== 出典 ==
<<<<
ChatGPTで付加価値づくりを促進
生成AIを活用したブランディングとは?
株式会社りんごの木島田 良氏
Profileプロフィール
株式会社りんごの木 代表取締役社長
一般財団法人ブランド・マネージャー認定協会 理事/グランドマスタートレーナー
長野県長野市生まれ。
2011年長野県長野市・須坂市で美容室を複数店舗経営する「株式会社りんごの木」の代表取締役就任。
強みを活かした従業員参画型のブランドづくり「チームブランディング」で、様々な成果を上げる。
2010年より、当協会 認定トレーナー、2019年より、当協会 理事就任。
講師、コーチとして、ブランド人材の育成や地方都市におけるブランド戦略の浸透と活用に尽力。
現在は、ブランディングや人材育成、業務変革の領域での生成A I活用の研究と実践にも注力している。
ChatGPTと描くブランドの設計図
生成AIをチームメンバーに迎えるブランディングのステップとは?
現在、様々な分野でChatGPTに代表される生成AIが話題を集めています。
ビジネスの世界でもその活用に大きな期待が寄せられていますが、はたしてブランディングにおいてはどのような効果が見込めるのでしょうか。
今年7月に『ChatGPTと描くブランドの設計図 生成AIをチームメンバーに迎えるブランディングのステップとは?』(ザメディアジョン)を出版した一般財団法人ブランド・マネージャー認定協会の理事であり執筆者のひとりでもある島田良氏に、同書の内容や、ChatGPTのブランディングにおける活用についてお話を伺いました。
>>>>
== 表示データ ==
<<<<
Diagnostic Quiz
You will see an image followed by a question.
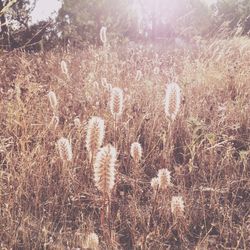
>>>>
== やること ==
1. 島田良氏の記事によると、島田氏がブランド・マネージャー認定協会の理事に就いたのは何年か。
2. 島田良氏の記事から、「ビジネスの世界でもその活用に」を含む語句で始まり「用についてお話を伺いました。」で終わる部分を、一字も変えずに書き写すこと。
3. 島田良氏の記事を、最後の文の後から書き継ぐこと。

== 各問の答え ==
1. 2019年。

2.
ビジネスの世界でもその活用に大きな期待が寄せられていますが、はたしてブランディングにおいてはどのような効果が見込めるのでしょうか。
今年7月に『ChatGPTと描くブランドの設計図 生成AIをチームメンバーに迎えるブランディングのステップとは?』(ザメディアジョン)を出版した一般財団法人ブランド・マネージャー認定協会の理事であり執筆者のひとりでもある島田良氏に、同書の内容や、ChatGPTのブランディングにおける活用についてお話を伺いました。

3.
ブランド構築ステップをChatGPTと一緒に
本書ではブランディングの基本やChatGPTを活用したブランディングの方法などが詳細に記されていますが、なぜ今回このような本を出版されたのか、背景を教えてください。
ChatGPTについては、Tips的な単発なコツを紹介する本が多く、使い方を体系立てて説明する本や専門領域に特化した本は、1年前はほとんどなかったんです。
最近は専門的な情報の本も多少出てきていますが、当時は専門的ではなく「ChatGPTはあれにもこれにも使えますよ」という内容の本が多かったんですね。
そこでブランド・マネージャー認定協会としては、専門領域のどこでどのように使うのかを解説する本には出版する意義があるのではないか、と考えたわけです。
出版するにあたっては2つの前提条件を設定しました。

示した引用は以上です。